**Conjunto de tarefas**
1. Traduza para o inglês esta frase do trecho de origem: "Mas no sábado em que a reportagem acompanhou a visita o quórum de presentes se resumiu a três homens."
2. Transcreva sem alterações a passagem do trecho de origem que vai de "Os pré-requisitos para" até "a três homens.".

**Trecho de origem**
Os pré-requisitos para a visita
íntima são os mesmos para eles &
elas: provar um vínculo anterior à
detenção ou ter um relacionamento estável de, no mínimo, seis
meses; fazer (o casal) exames laboratoriais de salubridade e inscrever-se na lista dos habilitados.
No Centro de Detenção Provisória 1, no Belenzinho, zona leste,
26% dos homens estão inscritos, o
que dá 400 encontros por fim de
semana; na PFC, esse índice cai
para 4,8% das 680 presas, ou 32
mulheres. Mas no sábado em que
a reportagem acompanhou a visita o quórum de presentes se resumiu a três homens.
Instituído em 1987, o direito à
visita íntima nas cadeias masculinas passou a vigorar logo em seguida; na penitenciária feminina,
isso só ocorreu em 2001, após
anos de insistência de grupos de
defesa femininos, entre outros, da
comissão da mulher advogada, na
OAB (Ordem dos Advogados do
Brasil) e da mulher encarcerada.

**Registros**
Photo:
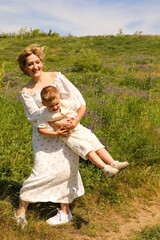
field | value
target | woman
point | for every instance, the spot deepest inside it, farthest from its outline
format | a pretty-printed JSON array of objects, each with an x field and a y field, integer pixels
[{"x": 55, "y": 175}]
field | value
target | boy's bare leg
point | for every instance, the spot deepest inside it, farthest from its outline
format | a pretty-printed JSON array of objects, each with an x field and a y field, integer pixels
[
  {"x": 95, "y": 159},
  {"x": 65, "y": 207},
  {"x": 103, "y": 154},
  {"x": 22, "y": 208}
]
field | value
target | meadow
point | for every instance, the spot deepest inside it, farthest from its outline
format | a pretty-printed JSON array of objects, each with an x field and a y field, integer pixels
[{"x": 119, "y": 77}]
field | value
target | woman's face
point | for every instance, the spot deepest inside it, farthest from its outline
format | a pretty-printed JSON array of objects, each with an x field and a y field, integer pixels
[{"x": 33, "y": 66}]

**Respostas do exercício**
1. But on the Saturday when the reporters accompanied the visit, attendance came down to three men.

2.
Os pré-requisitos para a visita
íntima são os mesmos para eles &
elas: provar um vínculo anterior à
detenção ou ter um relacionamento estável de, no mínimo, seis
meses; fazer (o casal) exames laboratoriais de salubridade e inscrever-se na lista dos habilitados.
No Centro de Detenção Provisória 1, no Belenzinho, zona leste,
26% dos homens estão inscritos, o
que dá 400 encontros por fim de
semana; na PFC, esse índice cai
para 4,8% das 680 presas, ou 32
mulheres. Mas no sábado em que
a reportagem acompanhou a visita o quórum de presentes se resumiu a três homens.